• **WHAT TO PRODUCE**
Reproduce exactly the lines below from the one containing "Target: bird's leg" through the one containing "Where can the thick", including both, and nothing else.

= Beginning of Section =

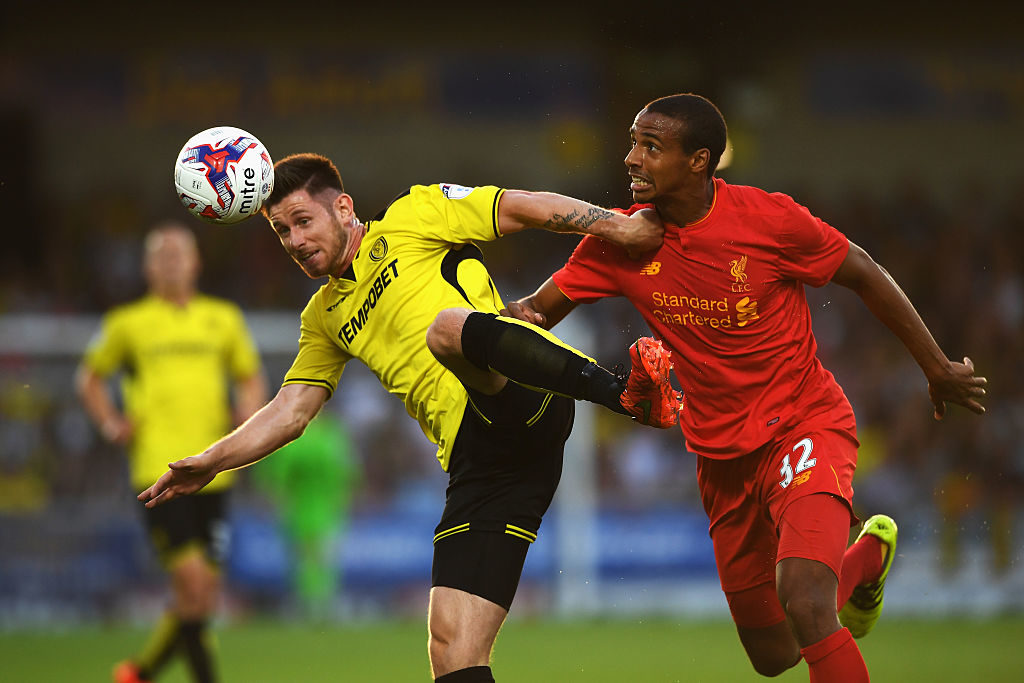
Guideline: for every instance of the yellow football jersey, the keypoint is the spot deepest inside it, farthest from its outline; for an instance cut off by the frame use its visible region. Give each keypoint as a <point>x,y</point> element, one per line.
<point>416,260</point>
<point>177,363</point>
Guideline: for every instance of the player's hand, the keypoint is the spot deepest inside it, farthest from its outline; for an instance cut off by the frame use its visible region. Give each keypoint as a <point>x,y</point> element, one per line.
<point>184,476</point>
<point>645,235</point>
<point>523,310</point>
<point>958,385</point>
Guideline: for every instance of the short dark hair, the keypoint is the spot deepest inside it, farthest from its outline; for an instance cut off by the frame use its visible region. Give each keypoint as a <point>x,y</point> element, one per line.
<point>704,125</point>
<point>311,172</point>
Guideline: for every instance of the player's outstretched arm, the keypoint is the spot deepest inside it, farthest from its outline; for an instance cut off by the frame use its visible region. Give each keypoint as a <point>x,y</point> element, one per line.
<point>947,380</point>
<point>518,210</point>
<point>545,307</point>
<point>281,421</point>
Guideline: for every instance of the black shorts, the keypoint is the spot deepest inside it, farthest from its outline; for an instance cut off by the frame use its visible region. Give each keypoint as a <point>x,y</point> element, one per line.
<point>505,466</point>
<point>188,521</point>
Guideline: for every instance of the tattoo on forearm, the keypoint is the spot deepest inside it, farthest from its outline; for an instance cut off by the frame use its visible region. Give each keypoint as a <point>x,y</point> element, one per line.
<point>577,220</point>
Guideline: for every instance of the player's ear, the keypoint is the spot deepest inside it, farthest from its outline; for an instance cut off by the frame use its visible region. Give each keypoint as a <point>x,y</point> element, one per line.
<point>343,204</point>
<point>699,160</point>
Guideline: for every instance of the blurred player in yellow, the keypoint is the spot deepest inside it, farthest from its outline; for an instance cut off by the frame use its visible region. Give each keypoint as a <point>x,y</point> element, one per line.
<point>179,352</point>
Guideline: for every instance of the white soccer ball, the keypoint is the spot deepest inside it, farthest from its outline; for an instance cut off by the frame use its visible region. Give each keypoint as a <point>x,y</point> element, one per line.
<point>223,175</point>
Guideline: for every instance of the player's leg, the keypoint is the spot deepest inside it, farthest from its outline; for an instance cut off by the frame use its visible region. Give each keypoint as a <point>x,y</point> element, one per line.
<point>744,545</point>
<point>196,586</point>
<point>505,466</point>
<point>190,535</point>
<point>812,541</point>
<point>763,631</point>
<point>483,349</point>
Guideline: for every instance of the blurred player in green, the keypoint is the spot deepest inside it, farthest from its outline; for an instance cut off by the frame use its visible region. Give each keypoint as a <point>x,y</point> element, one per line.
<point>311,481</point>
<point>180,353</point>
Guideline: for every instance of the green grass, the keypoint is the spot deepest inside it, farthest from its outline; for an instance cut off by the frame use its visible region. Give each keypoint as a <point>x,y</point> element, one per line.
<point>537,651</point>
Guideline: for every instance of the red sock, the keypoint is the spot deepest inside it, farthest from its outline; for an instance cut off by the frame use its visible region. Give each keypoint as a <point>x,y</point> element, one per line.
<point>861,563</point>
<point>836,658</point>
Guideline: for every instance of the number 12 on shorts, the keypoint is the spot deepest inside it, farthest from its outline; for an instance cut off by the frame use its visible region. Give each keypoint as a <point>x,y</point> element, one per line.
<point>804,463</point>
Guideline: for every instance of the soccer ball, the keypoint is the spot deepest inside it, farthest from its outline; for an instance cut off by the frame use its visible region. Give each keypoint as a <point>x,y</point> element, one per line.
<point>223,175</point>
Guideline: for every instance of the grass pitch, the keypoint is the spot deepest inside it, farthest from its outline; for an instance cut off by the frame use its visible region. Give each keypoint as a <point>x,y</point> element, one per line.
<point>535,651</point>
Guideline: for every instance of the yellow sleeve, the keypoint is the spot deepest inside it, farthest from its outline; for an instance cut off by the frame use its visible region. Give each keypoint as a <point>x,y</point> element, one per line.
<point>458,214</point>
<point>320,360</point>
<point>243,358</point>
<point>108,350</point>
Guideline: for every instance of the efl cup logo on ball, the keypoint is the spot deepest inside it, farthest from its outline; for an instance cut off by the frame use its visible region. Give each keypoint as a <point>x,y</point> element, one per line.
<point>223,175</point>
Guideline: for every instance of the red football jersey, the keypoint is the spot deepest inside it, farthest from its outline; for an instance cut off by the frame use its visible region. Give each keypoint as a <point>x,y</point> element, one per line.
<point>726,295</point>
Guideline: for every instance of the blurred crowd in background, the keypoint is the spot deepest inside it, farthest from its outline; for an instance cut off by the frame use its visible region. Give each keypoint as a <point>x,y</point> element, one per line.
<point>913,154</point>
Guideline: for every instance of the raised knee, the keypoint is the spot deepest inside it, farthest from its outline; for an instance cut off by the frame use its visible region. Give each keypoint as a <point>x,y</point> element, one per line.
<point>444,334</point>
<point>771,666</point>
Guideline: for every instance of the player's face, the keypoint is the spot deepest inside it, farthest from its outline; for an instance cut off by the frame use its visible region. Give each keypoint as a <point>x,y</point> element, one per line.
<point>311,230</point>
<point>656,164</point>
<point>171,260</point>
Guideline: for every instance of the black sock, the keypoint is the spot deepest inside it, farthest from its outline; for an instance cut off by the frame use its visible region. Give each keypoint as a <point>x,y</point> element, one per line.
<point>162,645</point>
<point>194,641</point>
<point>523,355</point>
<point>471,675</point>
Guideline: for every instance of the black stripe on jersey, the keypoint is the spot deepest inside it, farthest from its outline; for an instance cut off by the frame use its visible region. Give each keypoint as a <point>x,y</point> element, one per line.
<point>494,214</point>
<point>382,212</point>
<point>306,380</point>
<point>450,266</point>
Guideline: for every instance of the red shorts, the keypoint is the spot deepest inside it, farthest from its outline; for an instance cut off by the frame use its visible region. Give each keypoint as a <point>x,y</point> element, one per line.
<point>747,498</point>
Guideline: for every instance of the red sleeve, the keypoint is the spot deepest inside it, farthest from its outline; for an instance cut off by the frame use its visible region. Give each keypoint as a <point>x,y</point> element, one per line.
<point>591,272</point>
<point>811,249</point>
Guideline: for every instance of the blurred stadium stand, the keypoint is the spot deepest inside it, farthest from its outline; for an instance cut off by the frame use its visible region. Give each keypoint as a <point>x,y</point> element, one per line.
<point>909,143</point>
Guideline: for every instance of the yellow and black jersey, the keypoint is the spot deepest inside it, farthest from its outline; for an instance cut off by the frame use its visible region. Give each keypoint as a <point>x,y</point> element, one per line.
<point>177,363</point>
<point>417,259</point>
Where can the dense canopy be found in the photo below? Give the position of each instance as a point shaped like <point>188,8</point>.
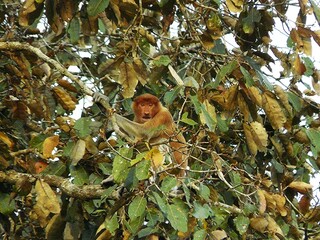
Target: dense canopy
<point>239,78</point>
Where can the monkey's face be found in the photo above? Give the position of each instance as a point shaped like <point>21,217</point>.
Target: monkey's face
<point>147,111</point>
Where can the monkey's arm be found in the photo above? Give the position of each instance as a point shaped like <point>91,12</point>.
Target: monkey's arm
<point>133,129</point>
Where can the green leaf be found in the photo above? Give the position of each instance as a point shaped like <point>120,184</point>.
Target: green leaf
<point>112,224</point>
<point>191,82</point>
<point>137,207</point>
<point>177,217</point>
<point>154,216</point>
<point>142,169</point>
<point>7,205</point>
<point>247,77</point>
<point>222,124</point>
<point>170,96</point>
<point>279,168</point>
<point>37,141</point>
<point>201,211</point>
<point>208,118</point>
<point>295,100</point>
<point>121,166</point>
<point>204,192</point>
<point>82,125</point>
<point>168,183</point>
<point>316,10</point>
<point>309,66</point>
<point>163,60</point>
<point>187,120</point>
<point>242,224</point>
<point>261,76</point>
<point>161,202</point>
<point>143,233</point>
<point>97,6</point>
<point>314,136</point>
<point>74,30</point>
<point>236,180</point>
<point>200,235</point>
<point>80,175</point>
<point>105,167</point>
<point>249,21</point>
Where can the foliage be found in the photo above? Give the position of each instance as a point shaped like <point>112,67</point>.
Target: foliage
<point>253,135</point>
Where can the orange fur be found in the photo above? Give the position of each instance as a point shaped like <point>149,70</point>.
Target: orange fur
<point>157,119</point>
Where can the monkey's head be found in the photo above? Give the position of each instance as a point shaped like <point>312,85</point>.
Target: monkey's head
<point>145,107</point>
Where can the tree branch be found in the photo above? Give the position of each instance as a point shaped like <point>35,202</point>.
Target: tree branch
<point>64,184</point>
<point>9,46</point>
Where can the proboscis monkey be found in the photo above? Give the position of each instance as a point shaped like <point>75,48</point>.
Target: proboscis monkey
<point>154,123</point>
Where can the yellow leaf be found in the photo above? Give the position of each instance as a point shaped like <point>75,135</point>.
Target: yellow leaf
<point>5,139</point>
<point>300,187</point>
<point>156,157</point>
<point>255,95</point>
<point>64,98</point>
<point>298,66</point>
<point>211,111</point>
<point>49,144</point>
<point>90,145</point>
<point>249,139</point>
<point>78,151</point>
<point>128,79</point>
<point>273,110</point>
<point>280,201</point>
<point>262,201</point>
<point>243,106</point>
<point>313,215</point>
<point>235,5</point>
<point>47,202</point>
<point>259,223</point>
<point>259,135</point>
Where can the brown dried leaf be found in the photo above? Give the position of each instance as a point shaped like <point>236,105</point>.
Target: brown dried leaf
<point>244,108</point>
<point>283,98</point>
<point>78,152</point>
<point>141,70</point>
<point>49,144</point>
<point>259,135</point>
<point>67,9</point>
<point>259,223</point>
<point>64,98</point>
<point>300,187</point>
<point>274,228</point>
<point>298,67</point>
<point>128,79</point>
<point>67,85</point>
<point>273,110</point>
<point>219,235</point>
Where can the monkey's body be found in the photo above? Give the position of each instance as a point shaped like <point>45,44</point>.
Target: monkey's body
<point>154,123</point>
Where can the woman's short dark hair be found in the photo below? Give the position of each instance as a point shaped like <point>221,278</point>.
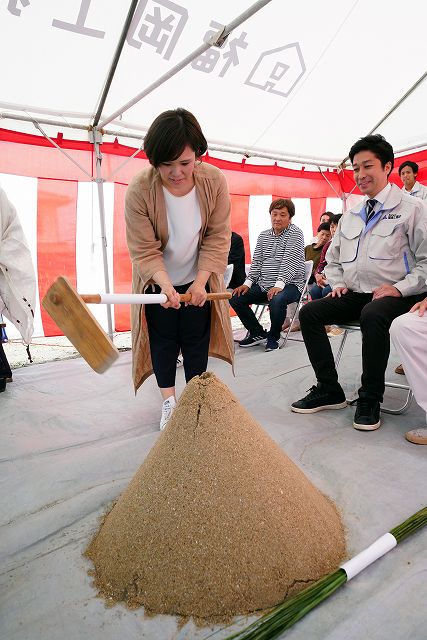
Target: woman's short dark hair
<point>324,226</point>
<point>335,218</point>
<point>327,213</point>
<point>411,165</point>
<point>170,133</point>
<point>281,203</point>
<point>379,147</point>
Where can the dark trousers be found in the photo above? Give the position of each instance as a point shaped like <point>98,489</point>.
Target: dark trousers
<point>5,371</point>
<point>277,305</point>
<point>170,331</point>
<point>375,318</point>
<point>317,292</point>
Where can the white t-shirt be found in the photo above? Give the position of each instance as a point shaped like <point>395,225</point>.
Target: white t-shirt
<point>184,223</point>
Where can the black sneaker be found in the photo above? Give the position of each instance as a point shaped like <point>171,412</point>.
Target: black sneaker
<point>251,341</point>
<point>367,416</point>
<point>318,399</point>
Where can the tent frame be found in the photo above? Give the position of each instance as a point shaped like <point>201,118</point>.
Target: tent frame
<point>97,129</point>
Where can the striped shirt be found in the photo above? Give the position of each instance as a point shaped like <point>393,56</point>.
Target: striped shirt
<point>278,260</point>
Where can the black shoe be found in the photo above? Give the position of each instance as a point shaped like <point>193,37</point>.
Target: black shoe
<point>252,340</point>
<point>367,416</point>
<point>272,344</point>
<point>318,399</point>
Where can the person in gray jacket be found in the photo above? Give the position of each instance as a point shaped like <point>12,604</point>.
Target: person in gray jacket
<point>408,172</point>
<point>377,268</point>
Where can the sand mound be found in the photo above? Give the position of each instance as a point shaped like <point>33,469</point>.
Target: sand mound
<point>217,521</point>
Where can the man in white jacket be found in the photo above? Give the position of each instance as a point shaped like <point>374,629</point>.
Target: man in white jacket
<point>17,279</point>
<point>408,172</point>
<point>377,268</point>
<point>409,334</point>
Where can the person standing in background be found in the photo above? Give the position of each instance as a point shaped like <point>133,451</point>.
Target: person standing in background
<point>17,280</point>
<point>408,172</point>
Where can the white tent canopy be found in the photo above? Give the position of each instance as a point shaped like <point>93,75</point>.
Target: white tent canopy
<point>301,80</point>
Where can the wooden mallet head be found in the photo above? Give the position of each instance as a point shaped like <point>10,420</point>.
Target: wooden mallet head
<point>67,308</point>
<point>79,325</point>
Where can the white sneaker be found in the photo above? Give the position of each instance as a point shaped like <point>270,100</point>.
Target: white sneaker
<point>167,409</point>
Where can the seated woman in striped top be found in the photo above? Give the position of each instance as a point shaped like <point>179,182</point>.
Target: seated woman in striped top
<point>276,276</point>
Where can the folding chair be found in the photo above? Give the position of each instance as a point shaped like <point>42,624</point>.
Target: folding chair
<point>304,297</point>
<point>284,335</point>
<point>228,274</point>
<point>355,326</point>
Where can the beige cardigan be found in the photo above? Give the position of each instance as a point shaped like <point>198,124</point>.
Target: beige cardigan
<point>147,236</point>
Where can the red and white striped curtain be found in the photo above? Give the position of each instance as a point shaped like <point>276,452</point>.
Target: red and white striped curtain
<point>58,208</point>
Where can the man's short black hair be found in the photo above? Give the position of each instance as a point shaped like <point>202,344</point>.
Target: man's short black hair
<point>411,165</point>
<point>281,203</point>
<point>325,226</point>
<point>170,133</point>
<point>379,147</point>
<point>336,218</point>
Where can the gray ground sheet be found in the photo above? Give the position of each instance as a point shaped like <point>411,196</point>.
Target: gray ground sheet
<point>71,440</point>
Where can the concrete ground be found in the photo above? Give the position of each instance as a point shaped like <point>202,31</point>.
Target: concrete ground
<point>71,440</point>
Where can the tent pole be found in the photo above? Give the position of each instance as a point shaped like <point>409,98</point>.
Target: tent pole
<point>97,140</point>
<point>115,62</point>
<point>329,183</point>
<point>52,142</point>
<point>216,40</point>
<point>394,107</point>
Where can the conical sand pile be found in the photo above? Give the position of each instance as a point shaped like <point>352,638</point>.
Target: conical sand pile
<point>217,521</point>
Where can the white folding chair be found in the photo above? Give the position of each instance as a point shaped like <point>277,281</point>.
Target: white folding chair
<point>355,326</point>
<point>284,335</point>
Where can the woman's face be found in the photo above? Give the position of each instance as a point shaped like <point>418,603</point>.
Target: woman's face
<point>177,175</point>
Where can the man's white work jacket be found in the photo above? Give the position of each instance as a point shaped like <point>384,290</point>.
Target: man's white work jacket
<point>391,249</point>
<point>17,277</point>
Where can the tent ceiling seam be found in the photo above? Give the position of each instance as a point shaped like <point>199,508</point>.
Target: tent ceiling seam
<point>218,37</point>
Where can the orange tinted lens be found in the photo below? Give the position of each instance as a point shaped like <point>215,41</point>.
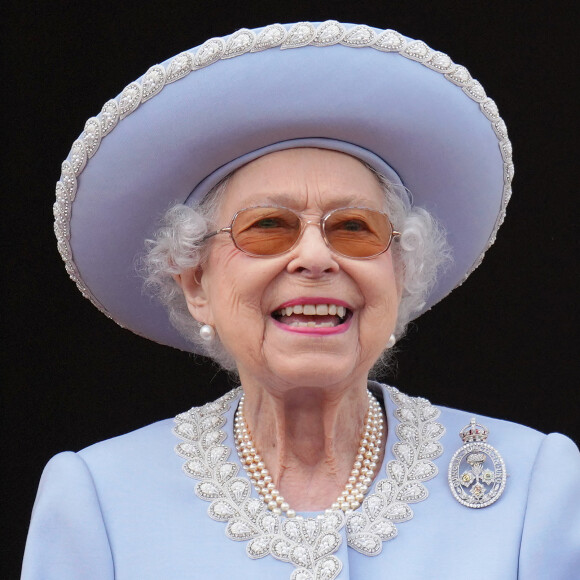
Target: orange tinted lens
<point>265,231</point>
<point>358,233</point>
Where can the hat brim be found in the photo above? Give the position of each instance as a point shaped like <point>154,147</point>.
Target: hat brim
<point>171,135</point>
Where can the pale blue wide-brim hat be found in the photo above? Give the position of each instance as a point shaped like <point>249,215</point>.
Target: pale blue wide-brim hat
<point>407,110</point>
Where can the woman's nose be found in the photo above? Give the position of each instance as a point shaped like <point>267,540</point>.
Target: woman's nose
<point>311,255</point>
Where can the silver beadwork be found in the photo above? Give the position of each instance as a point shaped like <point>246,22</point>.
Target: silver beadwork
<point>309,543</point>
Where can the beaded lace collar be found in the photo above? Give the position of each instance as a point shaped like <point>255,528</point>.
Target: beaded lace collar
<point>310,543</point>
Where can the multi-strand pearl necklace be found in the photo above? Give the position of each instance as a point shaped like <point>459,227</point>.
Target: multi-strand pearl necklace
<point>361,475</point>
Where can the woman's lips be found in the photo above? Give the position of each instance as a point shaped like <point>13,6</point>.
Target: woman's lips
<point>313,316</point>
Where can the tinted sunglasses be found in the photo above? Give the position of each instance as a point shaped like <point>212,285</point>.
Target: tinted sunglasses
<point>353,232</point>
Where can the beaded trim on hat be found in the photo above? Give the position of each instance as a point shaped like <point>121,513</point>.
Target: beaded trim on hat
<point>241,42</point>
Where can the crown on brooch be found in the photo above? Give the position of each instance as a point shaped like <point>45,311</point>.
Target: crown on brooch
<point>474,432</point>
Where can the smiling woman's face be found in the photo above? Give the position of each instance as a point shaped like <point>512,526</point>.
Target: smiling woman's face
<point>258,306</point>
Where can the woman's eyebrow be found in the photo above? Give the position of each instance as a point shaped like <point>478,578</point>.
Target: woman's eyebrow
<point>290,200</point>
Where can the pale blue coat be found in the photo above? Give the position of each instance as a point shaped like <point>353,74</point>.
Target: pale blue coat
<point>123,509</point>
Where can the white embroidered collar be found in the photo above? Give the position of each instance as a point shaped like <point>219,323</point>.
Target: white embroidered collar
<point>310,543</point>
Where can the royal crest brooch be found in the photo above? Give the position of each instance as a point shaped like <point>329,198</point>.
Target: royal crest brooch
<point>477,474</point>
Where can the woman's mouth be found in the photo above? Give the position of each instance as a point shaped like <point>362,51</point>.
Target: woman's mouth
<point>324,315</point>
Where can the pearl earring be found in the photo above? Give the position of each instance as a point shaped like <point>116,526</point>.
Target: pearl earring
<point>207,332</point>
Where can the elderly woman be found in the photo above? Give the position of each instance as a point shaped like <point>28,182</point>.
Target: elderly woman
<point>320,192</point>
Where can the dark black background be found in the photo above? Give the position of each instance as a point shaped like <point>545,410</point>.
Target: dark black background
<point>503,344</point>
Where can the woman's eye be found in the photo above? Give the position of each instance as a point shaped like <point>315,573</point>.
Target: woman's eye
<point>353,226</point>
<point>268,223</point>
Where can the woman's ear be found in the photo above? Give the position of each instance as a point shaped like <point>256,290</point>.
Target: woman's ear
<point>195,294</point>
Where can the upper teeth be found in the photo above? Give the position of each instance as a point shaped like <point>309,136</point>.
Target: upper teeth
<point>312,309</point>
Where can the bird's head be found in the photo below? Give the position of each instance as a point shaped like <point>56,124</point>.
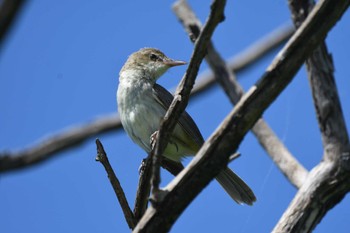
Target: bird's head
<point>151,62</point>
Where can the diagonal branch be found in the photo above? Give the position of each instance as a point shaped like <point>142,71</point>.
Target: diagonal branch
<point>8,12</point>
<point>329,181</point>
<point>103,159</point>
<point>214,153</point>
<point>183,91</point>
<point>49,147</point>
<point>284,160</point>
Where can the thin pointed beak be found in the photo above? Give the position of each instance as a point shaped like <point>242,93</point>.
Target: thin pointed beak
<point>172,63</point>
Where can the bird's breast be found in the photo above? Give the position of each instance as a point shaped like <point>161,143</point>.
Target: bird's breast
<point>139,112</point>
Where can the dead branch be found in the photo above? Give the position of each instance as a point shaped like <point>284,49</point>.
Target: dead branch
<point>103,159</point>
<point>285,161</point>
<point>329,181</point>
<point>213,155</point>
<point>49,147</point>
<point>183,91</point>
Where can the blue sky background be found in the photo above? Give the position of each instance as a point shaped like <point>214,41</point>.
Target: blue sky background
<point>59,67</point>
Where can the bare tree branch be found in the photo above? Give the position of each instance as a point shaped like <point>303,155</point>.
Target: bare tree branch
<point>183,91</point>
<point>8,12</point>
<point>284,160</point>
<point>329,181</point>
<point>214,153</point>
<point>49,147</point>
<point>103,159</point>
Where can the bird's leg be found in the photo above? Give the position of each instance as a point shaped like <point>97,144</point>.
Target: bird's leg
<point>153,139</point>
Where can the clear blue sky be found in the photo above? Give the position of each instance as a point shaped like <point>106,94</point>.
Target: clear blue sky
<point>59,67</point>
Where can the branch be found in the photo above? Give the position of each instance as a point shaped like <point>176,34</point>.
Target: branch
<point>49,147</point>
<point>8,12</point>
<point>103,159</point>
<point>183,91</point>
<point>284,160</point>
<point>329,181</point>
<point>213,155</point>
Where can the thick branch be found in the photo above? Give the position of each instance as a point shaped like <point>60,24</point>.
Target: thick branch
<point>216,150</point>
<point>284,160</point>
<point>329,181</point>
<point>183,91</point>
<point>50,147</point>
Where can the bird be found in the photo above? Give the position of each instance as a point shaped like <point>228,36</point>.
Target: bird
<point>142,104</point>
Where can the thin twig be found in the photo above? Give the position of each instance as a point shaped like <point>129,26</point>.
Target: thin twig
<point>143,189</point>
<point>285,161</point>
<point>216,150</point>
<point>304,217</point>
<point>103,159</point>
<point>8,12</point>
<point>50,146</point>
<point>183,91</point>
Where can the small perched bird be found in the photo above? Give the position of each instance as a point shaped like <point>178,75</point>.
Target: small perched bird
<point>142,104</point>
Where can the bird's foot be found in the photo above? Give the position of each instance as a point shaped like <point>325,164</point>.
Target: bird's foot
<point>153,139</point>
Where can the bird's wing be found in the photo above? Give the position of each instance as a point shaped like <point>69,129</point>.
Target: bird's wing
<point>186,122</point>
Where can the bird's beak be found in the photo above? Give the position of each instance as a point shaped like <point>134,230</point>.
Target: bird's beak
<point>172,63</point>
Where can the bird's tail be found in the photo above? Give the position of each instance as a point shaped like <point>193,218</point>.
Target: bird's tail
<point>236,187</point>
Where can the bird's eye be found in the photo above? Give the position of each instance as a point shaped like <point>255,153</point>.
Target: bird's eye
<point>153,57</point>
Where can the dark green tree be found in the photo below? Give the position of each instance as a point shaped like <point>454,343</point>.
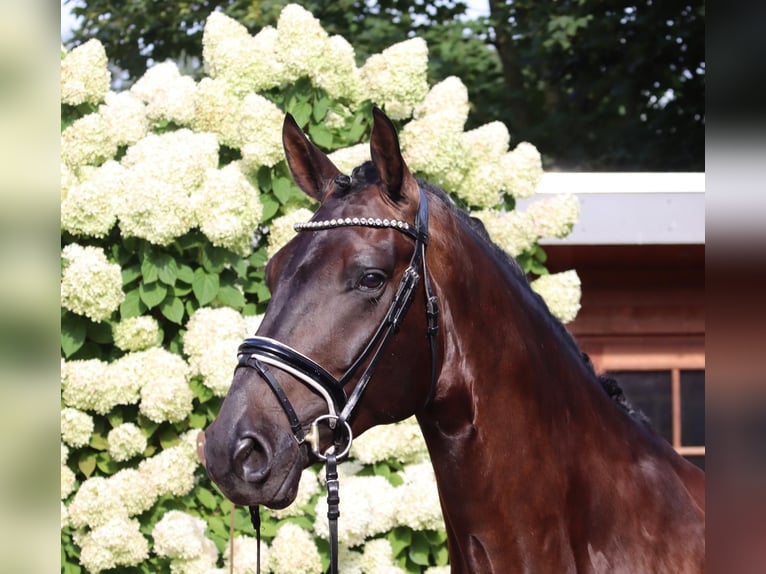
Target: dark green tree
<point>594,84</point>
<point>605,84</point>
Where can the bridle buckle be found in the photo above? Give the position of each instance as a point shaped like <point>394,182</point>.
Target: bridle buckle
<point>341,445</point>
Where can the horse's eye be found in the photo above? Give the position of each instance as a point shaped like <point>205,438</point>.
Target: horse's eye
<point>371,281</point>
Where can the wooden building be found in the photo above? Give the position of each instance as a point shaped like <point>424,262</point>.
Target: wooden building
<point>639,250</point>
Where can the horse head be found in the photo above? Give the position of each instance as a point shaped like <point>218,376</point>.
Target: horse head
<point>341,289</point>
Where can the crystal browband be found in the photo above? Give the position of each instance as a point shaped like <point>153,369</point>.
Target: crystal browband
<point>364,221</point>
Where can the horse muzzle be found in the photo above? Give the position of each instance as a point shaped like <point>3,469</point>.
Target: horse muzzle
<point>253,466</point>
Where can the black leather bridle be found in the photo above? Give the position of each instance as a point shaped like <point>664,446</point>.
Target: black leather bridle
<point>259,353</point>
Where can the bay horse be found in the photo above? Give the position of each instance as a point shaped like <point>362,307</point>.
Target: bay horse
<point>538,469</point>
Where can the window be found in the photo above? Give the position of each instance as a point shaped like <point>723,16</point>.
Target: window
<point>674,401</point>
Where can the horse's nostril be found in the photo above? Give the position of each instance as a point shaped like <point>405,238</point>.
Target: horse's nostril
<point>251,459</point>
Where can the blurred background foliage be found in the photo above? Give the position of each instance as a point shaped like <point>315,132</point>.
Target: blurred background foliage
<point>602,85</point>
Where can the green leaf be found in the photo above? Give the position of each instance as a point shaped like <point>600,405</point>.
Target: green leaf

= End of Section =

• **ANSWER SECTION**
Target: bird's leg
<point>153,139</point>
Where can the clear blue sky be found in the photo above? Give the position of each instance as a point shaped like <point>106,94</point>.
Target: clear blue sky
<point>59,67</point>
Where can the branch be found in the photo above? Give the position of each instance as a point shaped like <point>176,34</point>.
Target: branch
<point>49,147</point>
<point>8,12</point>
<point>103,159</point>
<point>183,91</point>
<point>284,160</point>
<point>329,181</point>
<point>213,155</point>
Where can the thick branch be found in the photo above? Give the position of each instance as a point shaped like <point>60,24</point>.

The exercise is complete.